The problem:
In the listing, take the lines from the one containing "the paved walkway" through the one containing "column 1204, row 790" and write them out again with "paved walkway" renamed to "sidewalk", leaving everything else the same.

Task input:
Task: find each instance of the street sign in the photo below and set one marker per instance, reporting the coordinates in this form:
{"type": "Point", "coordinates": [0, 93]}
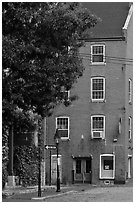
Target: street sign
{"type": "Point", "coordinates": [50, 147]}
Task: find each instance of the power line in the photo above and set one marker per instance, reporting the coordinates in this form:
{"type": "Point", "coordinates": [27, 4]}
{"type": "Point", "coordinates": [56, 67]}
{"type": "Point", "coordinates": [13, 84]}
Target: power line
{"type": "Point", "coordinates": [109, 57]}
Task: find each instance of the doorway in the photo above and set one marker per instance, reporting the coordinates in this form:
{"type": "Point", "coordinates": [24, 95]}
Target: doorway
{"type": "Point", "coordinates": [54, 168]}
{"type": "Point", "coordinates": [83, 170]}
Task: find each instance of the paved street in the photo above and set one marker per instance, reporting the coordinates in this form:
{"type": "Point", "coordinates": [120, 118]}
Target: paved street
{"type": "Point", "coordinates": [78, 193]}
{"type": "Point", "coordinates": [110, 194]}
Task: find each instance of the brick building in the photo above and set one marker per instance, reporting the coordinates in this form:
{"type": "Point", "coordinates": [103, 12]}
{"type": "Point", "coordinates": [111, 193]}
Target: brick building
{"type": "Point", "coordinates": [96, 130]}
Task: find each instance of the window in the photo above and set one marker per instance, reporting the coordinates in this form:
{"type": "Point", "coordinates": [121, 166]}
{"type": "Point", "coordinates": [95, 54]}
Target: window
{"type": "Point", "coordinates": [130, 128]}
{"type": "Point", "coordinates": [66, 95]}
{"type": "Point", "coordinates": [98, 126]}
{"type": "Point", "coordinates": [97, 89]}
{"type": "Point", "coordinates": [78, 166]}
{"type": "Point", "coordinates": [98, 54]}
{"type": "Point", "coordinates": [88, 165]}
{"type": "Point", "coordinates": [130, 90]}
{"type": "Point", "coordinates": [107, 166]}
{"type": "Point", "coordinates": [62, 124]}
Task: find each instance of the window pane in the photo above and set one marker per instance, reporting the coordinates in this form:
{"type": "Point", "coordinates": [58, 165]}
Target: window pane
{"type": "Point", "coordinates": [62, 123]}
{"type": "Point", "coordinates": [78, 166]}
{"type": "Point", "coordinates": [98, 88]}
{"type": "Point", "coordinates": [97, 58]}
{"type": "Point", "coordinates": [88, 166]}
{"type": "Point", "coordinates": [108, 164]}
{"type": "Point", "coordinates": [98, 123]}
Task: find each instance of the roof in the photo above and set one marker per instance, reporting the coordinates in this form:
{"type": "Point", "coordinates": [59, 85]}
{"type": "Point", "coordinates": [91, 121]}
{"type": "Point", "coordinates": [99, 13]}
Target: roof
{"type": "Point", "coordinates": [113, 16]}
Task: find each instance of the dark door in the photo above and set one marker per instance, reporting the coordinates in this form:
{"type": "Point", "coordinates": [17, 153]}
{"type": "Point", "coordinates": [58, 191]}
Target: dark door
{"type": "Point", "coordinates": [89, 169]}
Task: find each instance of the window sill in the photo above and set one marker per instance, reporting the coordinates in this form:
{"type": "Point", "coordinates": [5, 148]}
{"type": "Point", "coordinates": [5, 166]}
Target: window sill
{"type": "Point", "coordinates": [106, 178]}
{"type": "Point", "coordinates": [98, 101]}
{"type": "Point", "coordinates": [65, 139]}
{"type": "Point", "coordinates": [98, 63]}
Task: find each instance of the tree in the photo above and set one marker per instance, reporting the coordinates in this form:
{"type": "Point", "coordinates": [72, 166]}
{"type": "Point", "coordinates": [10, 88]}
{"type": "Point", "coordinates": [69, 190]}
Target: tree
{"type": "Point", "coordinates": [40, 55]}
{"type": "Point", "coordinates": [36, 61]}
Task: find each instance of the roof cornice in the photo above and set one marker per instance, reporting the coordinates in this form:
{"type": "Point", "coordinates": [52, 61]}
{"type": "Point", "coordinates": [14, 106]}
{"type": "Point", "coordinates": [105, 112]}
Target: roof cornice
{"type": "Point", "coordinates": [125, 27]}
{"type": "Point", "coordinates": [116, 38]}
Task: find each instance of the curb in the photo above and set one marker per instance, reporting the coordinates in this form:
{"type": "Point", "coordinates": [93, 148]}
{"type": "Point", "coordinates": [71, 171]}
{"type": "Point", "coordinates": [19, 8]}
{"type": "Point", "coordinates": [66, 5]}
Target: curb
{"type": "Point", "coordinates": [52, 196]}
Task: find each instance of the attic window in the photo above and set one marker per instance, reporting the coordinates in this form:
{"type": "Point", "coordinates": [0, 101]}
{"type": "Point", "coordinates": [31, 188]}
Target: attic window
{"type": "Point", "coordinates": [98, 54]}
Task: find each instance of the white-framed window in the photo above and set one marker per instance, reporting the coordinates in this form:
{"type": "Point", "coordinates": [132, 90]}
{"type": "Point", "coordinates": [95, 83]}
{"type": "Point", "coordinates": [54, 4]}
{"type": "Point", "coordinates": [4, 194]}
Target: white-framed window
{"type": "Point", "coordinates": [107, 166]}
{"type": "Point", "coordinates": [130, 128]}
{"type": "Point", "coordinates": [62, 124]}
{"type": "Point", "coordinates": [66, 94]}
{"type": "Point", "coordinates": [97, 89]}
{"type": "Point", "coordinates": [97, 54]}
{"type": "Point", "coordinates": [98, 126]}
{"type": "Point", "coordinates": [130, 90]}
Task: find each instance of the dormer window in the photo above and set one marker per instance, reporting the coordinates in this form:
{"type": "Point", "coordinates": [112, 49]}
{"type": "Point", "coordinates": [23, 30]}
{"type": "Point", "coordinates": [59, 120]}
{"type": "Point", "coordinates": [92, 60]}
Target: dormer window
{"type": "Point", "coordinates": [97, 54]}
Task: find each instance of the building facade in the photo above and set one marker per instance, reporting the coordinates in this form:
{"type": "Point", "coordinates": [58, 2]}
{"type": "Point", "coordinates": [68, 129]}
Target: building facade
{"type": "Point", "coordinates": [96, 130]}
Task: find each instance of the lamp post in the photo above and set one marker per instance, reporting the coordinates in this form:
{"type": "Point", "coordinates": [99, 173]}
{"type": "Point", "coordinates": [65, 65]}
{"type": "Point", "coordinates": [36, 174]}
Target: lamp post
{"type": "Point", "coordinates": [57, 137]}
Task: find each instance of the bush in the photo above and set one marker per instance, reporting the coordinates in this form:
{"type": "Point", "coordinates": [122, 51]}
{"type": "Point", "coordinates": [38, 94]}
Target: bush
{"type": "Point", "coordinates": [26, 165]}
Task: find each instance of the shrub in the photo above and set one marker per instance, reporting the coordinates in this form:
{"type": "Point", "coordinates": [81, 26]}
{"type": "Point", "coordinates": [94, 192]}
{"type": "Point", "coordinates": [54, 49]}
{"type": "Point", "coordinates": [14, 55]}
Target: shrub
{"type": "Point", "coordinates": [26, 165]}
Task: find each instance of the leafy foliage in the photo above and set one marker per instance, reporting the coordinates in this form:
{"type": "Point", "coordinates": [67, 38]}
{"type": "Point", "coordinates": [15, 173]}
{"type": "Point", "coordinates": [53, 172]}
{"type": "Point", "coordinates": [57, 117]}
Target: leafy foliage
{"type": "Point", "coordinates": [36, 62]}
{"type": "Point", "coordinates": [26, 164]}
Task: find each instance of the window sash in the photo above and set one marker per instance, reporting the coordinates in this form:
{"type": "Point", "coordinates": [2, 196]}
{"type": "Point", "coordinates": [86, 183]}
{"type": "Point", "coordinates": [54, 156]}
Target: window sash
{"type": "Point", "coordinates": [78, 166]}
{"type": "Point", "coordinates": [62, 124]}
{"type": "Point", "coordinates": [97, 88]}
{"type": "Point", "coordinates": [97, 54]}
{"type": "Point", "coordinates": [98, 124]}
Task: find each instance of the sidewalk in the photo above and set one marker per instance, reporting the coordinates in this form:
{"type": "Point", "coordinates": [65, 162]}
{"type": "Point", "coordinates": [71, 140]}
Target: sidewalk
{"type": "Point", "coordinates": [30, 194]}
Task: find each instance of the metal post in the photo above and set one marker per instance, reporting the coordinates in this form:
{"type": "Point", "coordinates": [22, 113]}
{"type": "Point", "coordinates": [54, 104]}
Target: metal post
{"type": "Point", "coordinates": [58, 176]}
{"type": "Point", "coordinates": [50, 170]}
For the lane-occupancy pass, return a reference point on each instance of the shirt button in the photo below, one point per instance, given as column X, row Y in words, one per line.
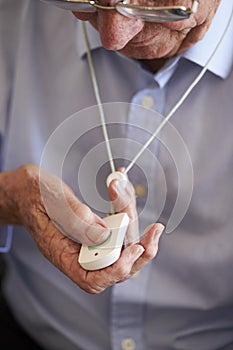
column 147, row 101
column 140, row 190
column 128, row 344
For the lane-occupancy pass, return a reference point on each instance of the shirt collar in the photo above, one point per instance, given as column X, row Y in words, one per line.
column 222, row 62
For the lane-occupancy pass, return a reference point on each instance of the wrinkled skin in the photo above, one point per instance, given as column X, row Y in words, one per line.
column 151, row 41
column 21, row 203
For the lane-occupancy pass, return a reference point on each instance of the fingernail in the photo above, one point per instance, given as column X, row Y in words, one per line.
column 120, row 186
column 158, row 232
column 139, row 250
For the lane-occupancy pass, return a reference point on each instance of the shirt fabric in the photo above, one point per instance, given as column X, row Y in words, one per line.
column 183, row 299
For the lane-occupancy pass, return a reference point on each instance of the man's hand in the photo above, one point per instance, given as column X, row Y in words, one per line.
column 29, row 194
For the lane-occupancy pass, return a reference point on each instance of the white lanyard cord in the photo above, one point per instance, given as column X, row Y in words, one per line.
column 165, row 120
column 98, row 100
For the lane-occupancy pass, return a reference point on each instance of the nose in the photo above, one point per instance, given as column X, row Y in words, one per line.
column 116, row 30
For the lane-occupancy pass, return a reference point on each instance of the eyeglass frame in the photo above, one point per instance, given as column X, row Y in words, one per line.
column 123, row 4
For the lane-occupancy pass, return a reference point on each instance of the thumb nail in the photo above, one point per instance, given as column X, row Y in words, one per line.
column 97, row 234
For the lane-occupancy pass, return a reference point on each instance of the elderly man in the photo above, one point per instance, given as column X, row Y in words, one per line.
column 144, row 56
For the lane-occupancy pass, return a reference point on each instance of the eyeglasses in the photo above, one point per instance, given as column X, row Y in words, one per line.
column 146, row 13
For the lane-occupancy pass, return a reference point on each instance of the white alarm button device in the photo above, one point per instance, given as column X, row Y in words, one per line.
column 102, row 255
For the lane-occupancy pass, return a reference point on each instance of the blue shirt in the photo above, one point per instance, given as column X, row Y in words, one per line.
column 183, row 299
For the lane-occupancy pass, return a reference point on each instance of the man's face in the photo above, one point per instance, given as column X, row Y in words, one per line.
column 147, row 40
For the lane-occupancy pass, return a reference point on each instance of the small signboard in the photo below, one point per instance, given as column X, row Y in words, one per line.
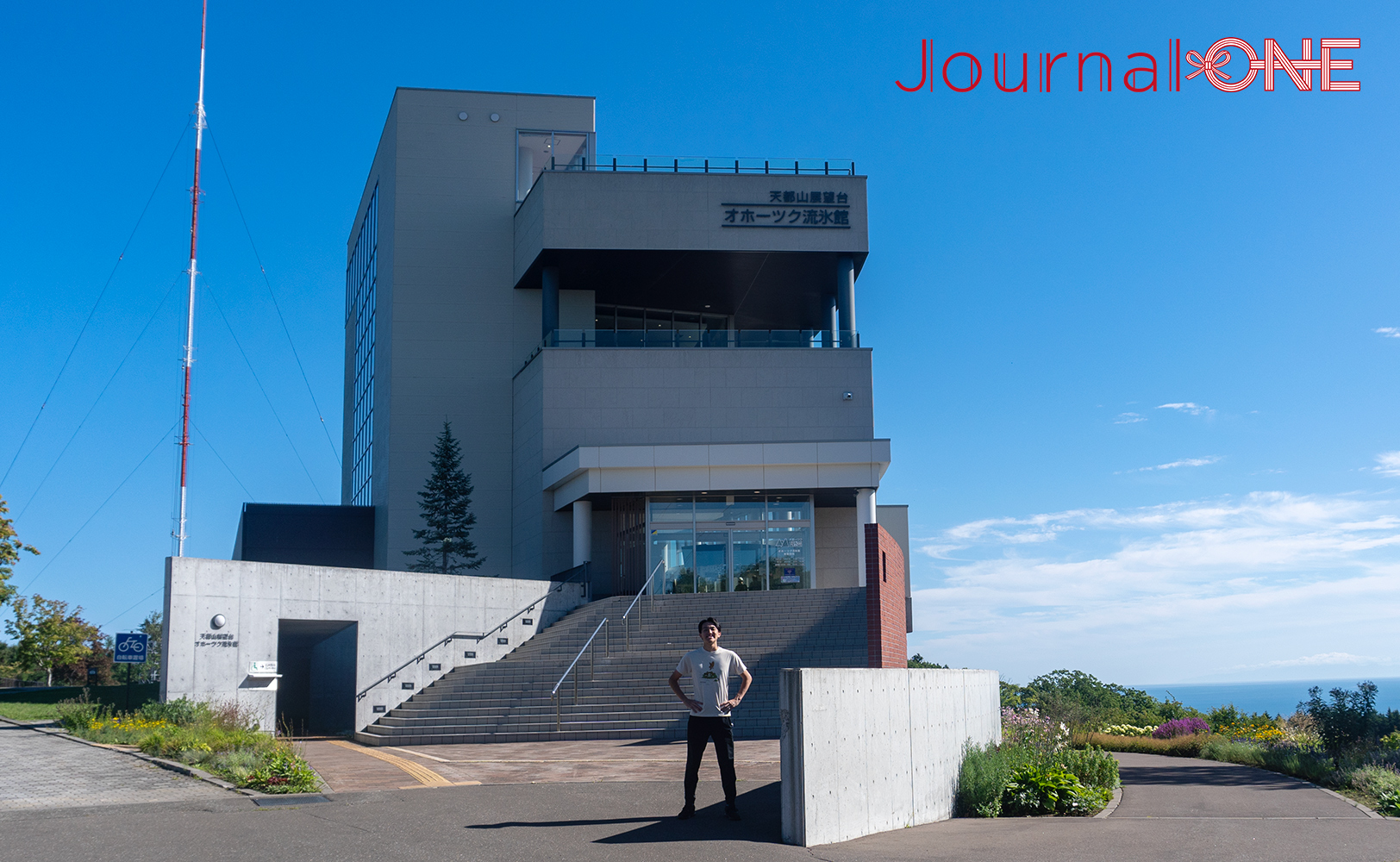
column 130, row 648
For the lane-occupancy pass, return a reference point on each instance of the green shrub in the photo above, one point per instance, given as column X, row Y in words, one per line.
column 1182, row 746
column 1049, row 791
column 284, row 771
column 76, row 715
column 980, row 781
column 1094, row 767
column 1348, row 721
column 1299, row 765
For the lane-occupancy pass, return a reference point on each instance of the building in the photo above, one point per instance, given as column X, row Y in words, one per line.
column 657, row 377
column 648, row 363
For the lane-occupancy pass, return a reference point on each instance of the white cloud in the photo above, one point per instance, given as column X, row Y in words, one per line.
column 1189, row 408
column 1184, row 462
column 1389, row 464
column 1169, row 592
column 1321, row 659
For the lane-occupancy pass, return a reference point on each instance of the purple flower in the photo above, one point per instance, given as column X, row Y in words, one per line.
column 1180, row 727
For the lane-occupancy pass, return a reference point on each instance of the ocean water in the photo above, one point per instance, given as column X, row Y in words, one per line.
column 1269, row 697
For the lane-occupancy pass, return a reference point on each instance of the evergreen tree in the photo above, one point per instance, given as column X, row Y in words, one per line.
column 446, row 503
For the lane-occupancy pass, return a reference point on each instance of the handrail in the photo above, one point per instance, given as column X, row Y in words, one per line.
column 554, row 690
column 626, row 624
column 640, row 592
column 462, row 635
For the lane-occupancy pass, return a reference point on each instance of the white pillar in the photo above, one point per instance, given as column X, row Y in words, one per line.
column 864, row 514
column 583, row 532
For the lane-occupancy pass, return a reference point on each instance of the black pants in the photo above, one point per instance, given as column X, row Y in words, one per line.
column 699, row 734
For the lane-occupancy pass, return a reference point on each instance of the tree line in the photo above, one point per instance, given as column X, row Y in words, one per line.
column 52, row 641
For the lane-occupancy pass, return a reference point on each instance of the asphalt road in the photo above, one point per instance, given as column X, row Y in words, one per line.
column 1171, row 810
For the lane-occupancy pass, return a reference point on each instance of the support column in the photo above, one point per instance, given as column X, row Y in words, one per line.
column 864, row 514
column 583, row 532
column 549, row 301
column 834, row 322
column 846, row 298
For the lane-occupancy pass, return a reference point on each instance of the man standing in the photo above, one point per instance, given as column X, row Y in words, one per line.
column 709, row 669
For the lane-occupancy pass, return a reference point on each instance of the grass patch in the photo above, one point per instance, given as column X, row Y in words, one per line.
column 28, row 711
column 219, row 738
column 1182, row 746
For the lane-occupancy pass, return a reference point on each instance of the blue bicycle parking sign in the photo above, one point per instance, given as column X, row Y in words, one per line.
column 130, row 648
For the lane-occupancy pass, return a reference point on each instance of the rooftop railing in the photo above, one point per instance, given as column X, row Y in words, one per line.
column 699, row 164
column 696, row 338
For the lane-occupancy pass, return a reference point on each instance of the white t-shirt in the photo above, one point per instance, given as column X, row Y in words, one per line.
column 709, row 675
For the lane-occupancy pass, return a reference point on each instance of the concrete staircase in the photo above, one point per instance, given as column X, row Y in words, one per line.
column 625, row 695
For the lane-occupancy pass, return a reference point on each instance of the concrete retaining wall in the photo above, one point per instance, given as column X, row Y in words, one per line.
column 871, row 750
column 398, row 615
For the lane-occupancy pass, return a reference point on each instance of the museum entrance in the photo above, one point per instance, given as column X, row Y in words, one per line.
column 316, row 661
column 729, row 542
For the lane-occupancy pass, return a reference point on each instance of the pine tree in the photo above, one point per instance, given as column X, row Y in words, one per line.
column 446, row 503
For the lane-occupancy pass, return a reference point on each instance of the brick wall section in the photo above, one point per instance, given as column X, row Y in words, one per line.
column 886, row 644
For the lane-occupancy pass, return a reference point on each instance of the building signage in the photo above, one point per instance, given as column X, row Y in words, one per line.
column 812, row 208
column 213, row 639
column 130, row 648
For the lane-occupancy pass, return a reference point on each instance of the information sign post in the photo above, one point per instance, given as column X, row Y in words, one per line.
column 130, row 650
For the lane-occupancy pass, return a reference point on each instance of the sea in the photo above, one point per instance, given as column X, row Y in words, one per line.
column 1269, row 697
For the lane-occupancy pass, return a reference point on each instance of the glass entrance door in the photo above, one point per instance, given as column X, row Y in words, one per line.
column 713, row 561
column 749, row 563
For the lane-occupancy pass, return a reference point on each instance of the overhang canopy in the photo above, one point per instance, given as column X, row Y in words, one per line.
column 778, row 466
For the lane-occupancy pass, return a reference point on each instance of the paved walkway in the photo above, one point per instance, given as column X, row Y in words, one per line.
column 42, row 771
column 349, row 767
column 1204, row 790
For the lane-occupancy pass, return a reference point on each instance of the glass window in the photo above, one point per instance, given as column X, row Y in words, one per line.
column 671, row 509
column 675, row 552
column 790, row 557
column 749, row 559
column 710, row 509
column 713, row 561
column 790, row 509
column 540, row 152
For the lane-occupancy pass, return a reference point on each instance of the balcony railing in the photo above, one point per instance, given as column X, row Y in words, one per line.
column 697, row 164
column 696, row 338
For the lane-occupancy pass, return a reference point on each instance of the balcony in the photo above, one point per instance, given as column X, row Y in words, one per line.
column 696, row 338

Final result:
For the lane-occupancy pass, return a reference point on each instance of the sidewalk in the photo above, one point per instance, given as column X, row Y in words, one per line.
column 42, row 771
column 349, row 767
column 1204, row 790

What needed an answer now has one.